### [Text]

# new wheels



## dieseltweaker (Jun 2, 2009)

im looking into down sizing my wheels from 18 back to 17s. i was on summit racing and found some nice wheels. BUT how good is chromed aluminum? i like my smootie IIs but i dont like that i cant put a wider tire on them. Im not payin over 400 pc for new byod rims. I found these summit racing 141 legend 5. I like the look of the smoothis and these look close. plus these wont be a B**** to polish.


----------



## AlaGreyGoat (Jul 6, 2006)

I think they look good on a GTO.
Can you get the correct bolt pattern and offsets?

Larry


----------



## dieseltweaker (Jun 2, 2009)

> I think they look good on a GTO.
> *Can you get the correct bolt pattern and offsets*?


no that stinks 

stock bolt pattern is 5x120mm would a 5x120.7 fit?


----------



## jpalamar (Jul 22, 2008)

If you love the wheels you have now, take them to a place that repairs wheels. They can widen them and all that good stuff so you can get some nice tires on there. When I find a set of cheap used G8 19s I'm having the hubs bored to fit the GTO and then having the rears wided to 9"

### [Provided records]
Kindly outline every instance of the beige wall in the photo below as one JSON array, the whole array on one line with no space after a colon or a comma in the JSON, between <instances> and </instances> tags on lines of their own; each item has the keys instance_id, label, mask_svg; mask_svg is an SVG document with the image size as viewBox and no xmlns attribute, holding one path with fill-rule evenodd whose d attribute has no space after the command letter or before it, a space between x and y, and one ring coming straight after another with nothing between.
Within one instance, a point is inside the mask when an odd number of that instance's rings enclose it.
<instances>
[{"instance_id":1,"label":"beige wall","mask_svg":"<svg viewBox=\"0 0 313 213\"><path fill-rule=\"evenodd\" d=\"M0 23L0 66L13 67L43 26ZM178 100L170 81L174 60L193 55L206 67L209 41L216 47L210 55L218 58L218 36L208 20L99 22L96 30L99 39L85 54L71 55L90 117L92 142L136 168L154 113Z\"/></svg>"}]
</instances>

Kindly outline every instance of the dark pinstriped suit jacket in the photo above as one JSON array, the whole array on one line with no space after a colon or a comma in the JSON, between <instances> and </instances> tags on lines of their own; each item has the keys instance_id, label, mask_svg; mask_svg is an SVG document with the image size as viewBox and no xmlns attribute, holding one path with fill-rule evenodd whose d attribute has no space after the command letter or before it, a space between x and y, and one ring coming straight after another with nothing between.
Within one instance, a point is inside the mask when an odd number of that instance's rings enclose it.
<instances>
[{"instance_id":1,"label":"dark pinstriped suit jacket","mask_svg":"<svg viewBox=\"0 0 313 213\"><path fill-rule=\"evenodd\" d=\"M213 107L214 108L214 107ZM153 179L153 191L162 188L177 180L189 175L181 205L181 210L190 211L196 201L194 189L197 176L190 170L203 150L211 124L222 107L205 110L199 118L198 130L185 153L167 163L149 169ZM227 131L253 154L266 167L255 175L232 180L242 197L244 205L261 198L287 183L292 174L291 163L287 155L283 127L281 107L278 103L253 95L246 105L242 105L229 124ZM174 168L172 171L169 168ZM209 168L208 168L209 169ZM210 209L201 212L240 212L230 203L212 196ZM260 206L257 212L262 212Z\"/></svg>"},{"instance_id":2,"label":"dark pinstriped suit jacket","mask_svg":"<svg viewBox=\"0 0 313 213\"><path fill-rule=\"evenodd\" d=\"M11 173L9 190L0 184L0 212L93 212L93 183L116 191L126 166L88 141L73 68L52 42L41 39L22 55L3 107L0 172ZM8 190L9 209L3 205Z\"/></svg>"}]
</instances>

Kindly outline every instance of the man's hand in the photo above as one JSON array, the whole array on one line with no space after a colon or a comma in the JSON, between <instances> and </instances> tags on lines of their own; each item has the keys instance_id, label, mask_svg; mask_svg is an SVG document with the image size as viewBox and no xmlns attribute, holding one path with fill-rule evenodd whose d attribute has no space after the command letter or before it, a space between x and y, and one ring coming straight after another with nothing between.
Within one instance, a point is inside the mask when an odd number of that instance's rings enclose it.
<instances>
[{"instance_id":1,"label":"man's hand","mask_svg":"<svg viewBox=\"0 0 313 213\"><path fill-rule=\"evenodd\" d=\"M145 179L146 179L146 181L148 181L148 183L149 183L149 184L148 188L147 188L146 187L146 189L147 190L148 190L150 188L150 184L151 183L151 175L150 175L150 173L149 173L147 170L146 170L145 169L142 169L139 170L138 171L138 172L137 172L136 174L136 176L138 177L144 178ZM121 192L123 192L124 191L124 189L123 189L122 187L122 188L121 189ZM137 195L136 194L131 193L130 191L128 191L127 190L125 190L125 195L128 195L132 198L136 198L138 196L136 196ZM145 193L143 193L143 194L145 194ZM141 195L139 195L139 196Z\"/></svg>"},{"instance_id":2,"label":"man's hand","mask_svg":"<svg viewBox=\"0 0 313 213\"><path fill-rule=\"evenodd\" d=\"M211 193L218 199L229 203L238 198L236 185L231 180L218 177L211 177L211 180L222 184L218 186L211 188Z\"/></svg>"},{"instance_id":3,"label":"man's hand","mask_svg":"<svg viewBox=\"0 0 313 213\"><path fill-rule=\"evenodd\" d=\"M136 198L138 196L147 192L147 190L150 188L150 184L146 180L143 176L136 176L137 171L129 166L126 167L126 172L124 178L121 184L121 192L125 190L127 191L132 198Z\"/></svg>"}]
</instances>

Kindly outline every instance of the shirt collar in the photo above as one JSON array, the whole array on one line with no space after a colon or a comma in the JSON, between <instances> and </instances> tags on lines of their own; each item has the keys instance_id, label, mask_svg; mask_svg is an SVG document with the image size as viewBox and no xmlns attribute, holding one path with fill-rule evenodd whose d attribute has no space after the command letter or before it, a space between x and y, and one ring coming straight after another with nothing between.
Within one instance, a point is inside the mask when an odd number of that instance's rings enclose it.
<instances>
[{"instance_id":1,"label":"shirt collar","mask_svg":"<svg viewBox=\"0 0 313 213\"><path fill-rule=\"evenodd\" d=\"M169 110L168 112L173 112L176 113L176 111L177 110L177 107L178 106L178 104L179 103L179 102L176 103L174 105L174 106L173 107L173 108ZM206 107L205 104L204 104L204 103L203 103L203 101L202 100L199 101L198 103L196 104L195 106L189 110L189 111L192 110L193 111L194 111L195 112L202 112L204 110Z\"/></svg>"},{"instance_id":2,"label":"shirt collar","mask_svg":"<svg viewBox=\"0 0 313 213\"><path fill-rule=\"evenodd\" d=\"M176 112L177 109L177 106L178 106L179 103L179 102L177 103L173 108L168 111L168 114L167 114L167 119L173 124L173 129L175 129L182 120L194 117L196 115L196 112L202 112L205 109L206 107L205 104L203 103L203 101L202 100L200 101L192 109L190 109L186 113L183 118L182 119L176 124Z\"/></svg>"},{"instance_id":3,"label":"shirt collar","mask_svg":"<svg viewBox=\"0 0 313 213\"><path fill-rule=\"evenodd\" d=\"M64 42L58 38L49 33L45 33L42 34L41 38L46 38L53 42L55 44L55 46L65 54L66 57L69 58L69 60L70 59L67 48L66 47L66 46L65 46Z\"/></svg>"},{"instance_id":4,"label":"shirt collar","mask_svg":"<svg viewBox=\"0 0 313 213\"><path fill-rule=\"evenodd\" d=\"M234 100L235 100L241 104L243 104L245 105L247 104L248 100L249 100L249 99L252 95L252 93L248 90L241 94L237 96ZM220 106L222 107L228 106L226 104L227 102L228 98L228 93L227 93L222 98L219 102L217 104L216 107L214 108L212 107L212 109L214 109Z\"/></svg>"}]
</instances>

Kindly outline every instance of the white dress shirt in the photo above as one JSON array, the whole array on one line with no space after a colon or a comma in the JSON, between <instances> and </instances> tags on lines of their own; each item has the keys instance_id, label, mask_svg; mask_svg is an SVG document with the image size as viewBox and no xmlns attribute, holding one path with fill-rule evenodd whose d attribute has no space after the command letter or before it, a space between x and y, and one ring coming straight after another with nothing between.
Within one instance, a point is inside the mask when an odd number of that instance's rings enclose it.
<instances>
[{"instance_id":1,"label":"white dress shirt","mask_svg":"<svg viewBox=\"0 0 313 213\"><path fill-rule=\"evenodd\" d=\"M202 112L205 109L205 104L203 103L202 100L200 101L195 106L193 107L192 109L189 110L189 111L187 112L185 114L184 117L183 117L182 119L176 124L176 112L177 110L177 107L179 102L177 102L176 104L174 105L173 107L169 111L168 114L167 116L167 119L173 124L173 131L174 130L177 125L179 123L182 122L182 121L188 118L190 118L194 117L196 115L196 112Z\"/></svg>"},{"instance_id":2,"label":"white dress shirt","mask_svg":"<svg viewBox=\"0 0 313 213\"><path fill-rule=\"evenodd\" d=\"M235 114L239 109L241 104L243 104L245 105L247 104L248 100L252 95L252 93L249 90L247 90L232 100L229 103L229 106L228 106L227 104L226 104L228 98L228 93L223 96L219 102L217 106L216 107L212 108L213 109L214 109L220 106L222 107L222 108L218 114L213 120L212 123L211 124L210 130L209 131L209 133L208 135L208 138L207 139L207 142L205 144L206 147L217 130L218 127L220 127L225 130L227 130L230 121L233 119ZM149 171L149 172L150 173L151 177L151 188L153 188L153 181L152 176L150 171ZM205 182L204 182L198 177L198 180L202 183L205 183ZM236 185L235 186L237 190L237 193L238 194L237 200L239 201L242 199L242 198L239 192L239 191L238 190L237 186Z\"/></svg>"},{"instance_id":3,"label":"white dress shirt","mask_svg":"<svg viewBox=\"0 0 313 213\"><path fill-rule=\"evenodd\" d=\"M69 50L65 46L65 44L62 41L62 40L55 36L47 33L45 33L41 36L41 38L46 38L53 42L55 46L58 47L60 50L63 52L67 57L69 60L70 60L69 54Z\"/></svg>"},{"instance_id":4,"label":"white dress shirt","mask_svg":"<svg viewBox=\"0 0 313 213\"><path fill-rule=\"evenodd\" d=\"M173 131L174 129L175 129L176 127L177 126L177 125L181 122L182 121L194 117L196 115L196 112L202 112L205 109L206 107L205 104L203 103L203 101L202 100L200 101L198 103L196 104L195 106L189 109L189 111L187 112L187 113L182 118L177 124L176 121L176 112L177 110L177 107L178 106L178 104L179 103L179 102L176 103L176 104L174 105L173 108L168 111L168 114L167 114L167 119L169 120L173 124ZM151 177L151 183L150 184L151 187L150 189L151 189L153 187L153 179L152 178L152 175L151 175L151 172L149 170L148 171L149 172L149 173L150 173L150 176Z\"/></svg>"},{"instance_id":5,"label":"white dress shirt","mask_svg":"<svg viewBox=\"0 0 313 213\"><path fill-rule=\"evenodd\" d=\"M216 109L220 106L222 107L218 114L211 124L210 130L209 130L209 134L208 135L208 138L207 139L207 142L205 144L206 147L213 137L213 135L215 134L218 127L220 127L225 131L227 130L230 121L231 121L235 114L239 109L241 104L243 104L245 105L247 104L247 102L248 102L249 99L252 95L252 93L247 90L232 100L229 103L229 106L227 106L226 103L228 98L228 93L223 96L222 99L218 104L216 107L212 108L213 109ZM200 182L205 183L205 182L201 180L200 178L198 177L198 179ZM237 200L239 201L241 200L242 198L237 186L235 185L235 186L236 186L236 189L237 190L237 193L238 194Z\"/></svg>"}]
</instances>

### [Task brief]
Pick up the forum thread about downsizing GTO wheels where its last post ends and carry it on. The entries have nothing to do with what comes next.

### [Exercise output]
----------



## dieseltweaker (Jun 2, 2009)

i didnt kno you could do that


----------



## 04torridm6 (Oct 25, 2008)

dieseltweaker, blubaughs in waynesboro is suposed to be able to sent wheels for machining. You could start there if you wanted to widen the rears up


----------



## dieseltweaker (Jun 2, 2009)

> 04torridm6 dieseltweaker, blubaughs in waynesboro is suposed to be able to sent wheels for machining. You could start there if you wanted to widen the rears up


ill have to check into that.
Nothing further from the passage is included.